EXERCISE TASK
Reproduce the lines below with "soccer" swapped for "football" wherever it occurs. Change nothing else.

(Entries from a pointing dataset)

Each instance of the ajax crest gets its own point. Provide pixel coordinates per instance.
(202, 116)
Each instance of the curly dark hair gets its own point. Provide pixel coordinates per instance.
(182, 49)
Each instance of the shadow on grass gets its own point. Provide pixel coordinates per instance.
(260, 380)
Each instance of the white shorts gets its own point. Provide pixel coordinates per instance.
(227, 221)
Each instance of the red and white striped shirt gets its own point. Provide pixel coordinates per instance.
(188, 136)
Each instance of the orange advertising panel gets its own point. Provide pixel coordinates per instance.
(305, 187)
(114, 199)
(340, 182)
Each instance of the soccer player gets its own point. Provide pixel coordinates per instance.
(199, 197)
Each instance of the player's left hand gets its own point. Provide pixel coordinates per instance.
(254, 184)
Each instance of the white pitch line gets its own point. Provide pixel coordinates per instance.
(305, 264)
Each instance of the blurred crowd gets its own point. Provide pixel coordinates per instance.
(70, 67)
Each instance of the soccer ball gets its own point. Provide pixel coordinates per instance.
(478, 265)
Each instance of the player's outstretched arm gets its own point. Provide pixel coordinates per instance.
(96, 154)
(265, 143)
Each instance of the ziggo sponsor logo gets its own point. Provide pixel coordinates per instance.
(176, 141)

ANSWER IN FULL
Each instance of the ajax crest gets its own point. Provide pixel coordinates per instance.
(202, 116)
Each instance of the curly dark hair gets its own point. Provide pixel coordinates per instance.
(182, 49)
Each instance of the shadow on grass gets its own point. Provide pixel coordinates per instance.
(260, 380)
Each instance of the white shorts gets its own point. Provide pixel coordinates per instance.
(227, 221)
Each instance of the red and white striped shirt gets its own point. Provide pixel coordinates per instance.
(188, 136)
Each instance of the orange advertising panel gets its own point. Provide pixel coordinates per instance.
(305, 187)
(114, 199)
(340, 182)
Each instance of the football player gets its own point. Provide pixel coordinates per instance.
(199, 197)
Each instance of the player's left hand gets its own point. Provide pixel coordinates per instance.
(254, 184)
Each instance of the white pitch line gets its own point. Provide pixel coordinates per instance.
(305, 264)
Each instance of the blurred crowd gets its own point. Provide pixel coordinates per instance.
(70, 67)
Each instance of the football ball gets its own point. Provide pixel coordinates per instance.
(478, 265)
Each instance of the player's outstretched arm gets its own point. Provide pixel coordinates per instance.
(96, 154)
(265, 143)
Each instance of the ziggo sponsor logo gets its own point. Provide pixel coordinates per instance.
(176, 141)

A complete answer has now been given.